⟨

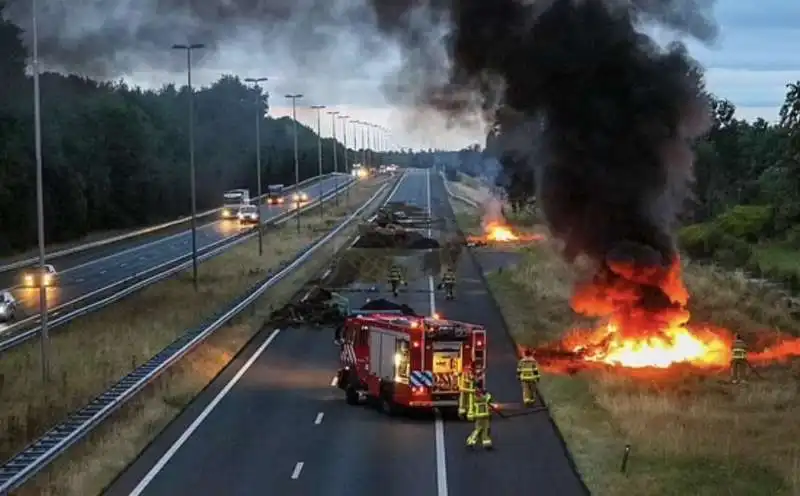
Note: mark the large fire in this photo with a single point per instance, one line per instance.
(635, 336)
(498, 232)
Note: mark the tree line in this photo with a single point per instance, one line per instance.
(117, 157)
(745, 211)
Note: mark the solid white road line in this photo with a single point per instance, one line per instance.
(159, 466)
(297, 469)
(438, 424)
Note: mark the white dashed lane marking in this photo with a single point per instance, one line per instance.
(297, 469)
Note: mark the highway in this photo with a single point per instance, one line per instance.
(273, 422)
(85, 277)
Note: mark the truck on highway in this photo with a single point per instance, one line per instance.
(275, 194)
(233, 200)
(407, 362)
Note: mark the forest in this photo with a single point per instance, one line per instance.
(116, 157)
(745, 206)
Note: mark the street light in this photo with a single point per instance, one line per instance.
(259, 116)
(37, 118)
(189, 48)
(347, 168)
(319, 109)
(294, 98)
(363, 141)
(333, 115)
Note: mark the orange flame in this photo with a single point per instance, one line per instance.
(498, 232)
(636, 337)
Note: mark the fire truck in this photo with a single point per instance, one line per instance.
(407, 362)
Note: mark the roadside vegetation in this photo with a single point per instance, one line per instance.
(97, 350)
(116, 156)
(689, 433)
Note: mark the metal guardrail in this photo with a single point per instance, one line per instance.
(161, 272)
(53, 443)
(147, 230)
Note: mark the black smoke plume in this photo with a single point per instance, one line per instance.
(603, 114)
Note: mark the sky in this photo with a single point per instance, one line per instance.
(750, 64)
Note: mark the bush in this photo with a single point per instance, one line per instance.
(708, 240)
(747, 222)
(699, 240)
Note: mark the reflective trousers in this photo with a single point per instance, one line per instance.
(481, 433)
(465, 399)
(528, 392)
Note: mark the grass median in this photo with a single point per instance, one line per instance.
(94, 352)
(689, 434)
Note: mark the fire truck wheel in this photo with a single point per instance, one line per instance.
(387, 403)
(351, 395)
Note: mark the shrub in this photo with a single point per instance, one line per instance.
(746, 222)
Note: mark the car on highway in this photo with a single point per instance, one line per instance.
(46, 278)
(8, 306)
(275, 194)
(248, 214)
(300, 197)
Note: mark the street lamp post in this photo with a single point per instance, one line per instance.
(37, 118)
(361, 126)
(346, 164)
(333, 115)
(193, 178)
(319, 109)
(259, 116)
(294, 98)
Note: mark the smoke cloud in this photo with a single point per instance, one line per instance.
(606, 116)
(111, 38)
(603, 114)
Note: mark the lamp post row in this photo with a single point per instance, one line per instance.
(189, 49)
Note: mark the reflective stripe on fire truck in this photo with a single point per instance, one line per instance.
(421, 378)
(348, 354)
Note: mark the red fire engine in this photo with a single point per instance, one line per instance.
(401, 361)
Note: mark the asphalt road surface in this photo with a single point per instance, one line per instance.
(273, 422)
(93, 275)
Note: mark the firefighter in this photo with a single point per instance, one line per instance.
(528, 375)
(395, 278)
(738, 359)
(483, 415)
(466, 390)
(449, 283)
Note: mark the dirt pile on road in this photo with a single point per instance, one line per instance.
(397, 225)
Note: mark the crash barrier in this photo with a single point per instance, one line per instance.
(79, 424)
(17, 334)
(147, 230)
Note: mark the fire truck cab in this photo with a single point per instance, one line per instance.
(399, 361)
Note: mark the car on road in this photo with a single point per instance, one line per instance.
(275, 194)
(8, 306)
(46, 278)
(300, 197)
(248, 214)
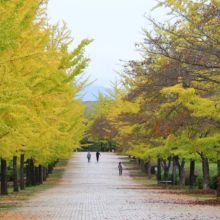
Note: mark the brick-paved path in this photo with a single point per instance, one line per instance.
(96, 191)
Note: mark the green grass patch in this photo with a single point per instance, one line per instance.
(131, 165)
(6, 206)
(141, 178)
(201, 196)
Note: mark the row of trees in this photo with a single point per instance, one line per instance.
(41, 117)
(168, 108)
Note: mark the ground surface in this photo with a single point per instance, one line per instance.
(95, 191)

⟩
⟨

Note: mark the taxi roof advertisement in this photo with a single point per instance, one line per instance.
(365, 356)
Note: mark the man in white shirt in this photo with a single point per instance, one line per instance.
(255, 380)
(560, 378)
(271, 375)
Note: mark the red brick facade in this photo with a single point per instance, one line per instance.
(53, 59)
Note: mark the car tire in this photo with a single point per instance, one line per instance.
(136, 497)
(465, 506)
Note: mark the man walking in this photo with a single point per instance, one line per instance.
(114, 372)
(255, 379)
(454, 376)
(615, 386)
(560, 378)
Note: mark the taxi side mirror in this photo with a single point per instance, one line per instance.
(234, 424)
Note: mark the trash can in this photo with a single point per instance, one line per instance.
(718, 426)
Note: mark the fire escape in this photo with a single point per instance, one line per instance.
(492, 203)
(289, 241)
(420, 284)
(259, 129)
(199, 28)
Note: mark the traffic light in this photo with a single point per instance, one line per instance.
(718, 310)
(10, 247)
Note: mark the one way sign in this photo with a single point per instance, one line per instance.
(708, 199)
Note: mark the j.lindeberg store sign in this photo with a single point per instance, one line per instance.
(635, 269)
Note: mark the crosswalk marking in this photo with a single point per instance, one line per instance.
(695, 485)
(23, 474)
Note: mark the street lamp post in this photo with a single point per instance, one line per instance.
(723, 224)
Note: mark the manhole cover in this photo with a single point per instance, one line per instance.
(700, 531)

⟩

The request:
From the rows above, copy every line that contains the string "smoke", matching case exactly.

Right answer:
Note: mark the black smoke plume in this photo with a single point per instance, one line per instance.
Note: mark the smoke cloud in this photo with a single point per instance, one line per instance.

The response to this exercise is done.